_Requirement:_ Rewrite all of the items below, changing every occurrence of "single dot" to "small marker" and leaving everything else as it stands.

_Supplied records:_
>> Begin
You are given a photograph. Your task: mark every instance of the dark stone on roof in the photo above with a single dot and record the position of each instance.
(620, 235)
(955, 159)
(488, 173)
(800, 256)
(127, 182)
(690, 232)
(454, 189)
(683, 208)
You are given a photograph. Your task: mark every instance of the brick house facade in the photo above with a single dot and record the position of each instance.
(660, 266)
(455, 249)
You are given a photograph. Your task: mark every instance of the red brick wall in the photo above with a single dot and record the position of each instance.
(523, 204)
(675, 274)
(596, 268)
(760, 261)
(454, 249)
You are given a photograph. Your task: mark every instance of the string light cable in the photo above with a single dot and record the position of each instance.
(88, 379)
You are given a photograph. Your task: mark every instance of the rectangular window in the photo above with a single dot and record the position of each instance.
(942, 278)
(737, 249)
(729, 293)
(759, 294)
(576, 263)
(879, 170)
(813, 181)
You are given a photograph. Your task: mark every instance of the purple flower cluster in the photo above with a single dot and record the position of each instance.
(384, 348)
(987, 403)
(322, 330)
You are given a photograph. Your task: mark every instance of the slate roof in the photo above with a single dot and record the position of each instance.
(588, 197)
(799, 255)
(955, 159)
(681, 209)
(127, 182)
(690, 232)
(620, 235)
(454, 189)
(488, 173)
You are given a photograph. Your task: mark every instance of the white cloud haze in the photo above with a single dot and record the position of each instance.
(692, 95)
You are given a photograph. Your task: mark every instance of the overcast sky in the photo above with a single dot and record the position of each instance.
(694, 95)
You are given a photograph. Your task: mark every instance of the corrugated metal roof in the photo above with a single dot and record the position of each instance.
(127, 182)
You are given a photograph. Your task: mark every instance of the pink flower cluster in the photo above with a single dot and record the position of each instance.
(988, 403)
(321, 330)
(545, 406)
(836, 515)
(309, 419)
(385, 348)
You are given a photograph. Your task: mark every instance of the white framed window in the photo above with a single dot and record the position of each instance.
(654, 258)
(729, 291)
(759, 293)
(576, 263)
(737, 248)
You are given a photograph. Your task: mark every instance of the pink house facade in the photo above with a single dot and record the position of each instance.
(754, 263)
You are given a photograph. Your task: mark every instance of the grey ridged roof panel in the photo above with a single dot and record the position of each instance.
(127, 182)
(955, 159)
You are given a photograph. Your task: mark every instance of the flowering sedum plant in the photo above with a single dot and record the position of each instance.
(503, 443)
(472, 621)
>> End
_The response:_
You are given a photograph. Your task: mark every instance of the dark stone on roof in the photo above with a small marker and record the position of each instance.
(620, 235)
(955, 159)
(488, 173)
(800, 256)
(127, 182)
(690, 232)
(454, 189)
(683, 208)
You are given a photograph. Your task: mark every instance of the brick house facade in the photo above with a small marker and record the position of each instance.
(660, 266)
(455, 249)
You are given a photograph. Your task: mark every instance of the red brick wall in the photo above with a small marker and record the position of each instance.
(523, 204)
(675, 274)
(596, 268)
(760, 261)
(454, 249)
You are given a photograph. Your task: mark every instance of the string light cable in the photo above with a small marker and record the position of each instance.
(88, 379)
You are given a photograph. Your task: mark every instance of the rectangular window in the photo above with a small marker and record the position of each instance.
(942, 278)
(737, 249)
(729, 293)
(759, 294)
(576, 263)
(879, 170)
(813, 181)
You are given a photograph. Your task: mark every instance of the purple flower cluster in the photo above with a small marker and record the position of each instance.
(384, 348)
(987, 403)
(322, 330)
You are given a photograph. Your task: mark every instance of the slate roof in the photo above with a small marker and record the position of each instance.
(588, 197)
(799, 255)
(955, 159)
(681, 209)
(127, 182)
(690, 232)
(620, 235)
(454, 189)
(488, 173)
You are given a photograph. Your task: mark every instance of the white cloud haze in the photo above with a small marker and record the position of each instance.
(692, 95)
You are given a photograph. Your task: mark every instance of the overcast sky in the photo above with a small marker and record the position of each instance.
(694, 95)
You are given a photograph. Your task: mark every instance of the corrugated metal roof in the photo above with a small marker and record the position of each instance.
(127, 182)
You are given a photograph. Your task: mark every instance of the pink flower cluster in the photo above with a small marker and record the position of each instance.
(988, 403)
(321, 330)
(545, 406)
(836, 515)
(309, 419)
(385, 348)
You are given a photograph. Your task: mark every instance of the white framed window in the photo above with a small marker and record the position of each instance.
(654, 258)
(729, 291)
(759, 293)
(576, 263)
(737, 248)
You are given a photograph. Your task: mark every instance of the pink house facade in the photo above with a small marker and record the position of each instance.
(754, 263)
You are given a photograph. Your task: mark every instance of the grey ridged roof panel in the photo above with a small marker and record the position of each instance.
(127, 182)
(955, 159)
You are given a photograph. Your task: mark every instance of the flowering sedum plant in the photo above with a small marker and record the position of each instance.
(503, 443)
(472, 621)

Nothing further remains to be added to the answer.